[Excerpts from point-annotation data]

╭──

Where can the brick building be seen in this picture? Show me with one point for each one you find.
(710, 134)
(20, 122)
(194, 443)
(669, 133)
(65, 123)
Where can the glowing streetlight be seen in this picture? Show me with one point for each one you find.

╰──

■ **Exercise objective**:
Extract every line of the entries above and reproduce each one verbatim, keeping the original order.

■ **Correct result**:
Where can the brick building be seen in this picture? Show me with one point for each one you find.
(710, 134)
(20, 122)
(194, 443)
(669, 133)
(65, 123)
Where can the glowing streetlight be seen in this picture? Show me with one point for each one you find.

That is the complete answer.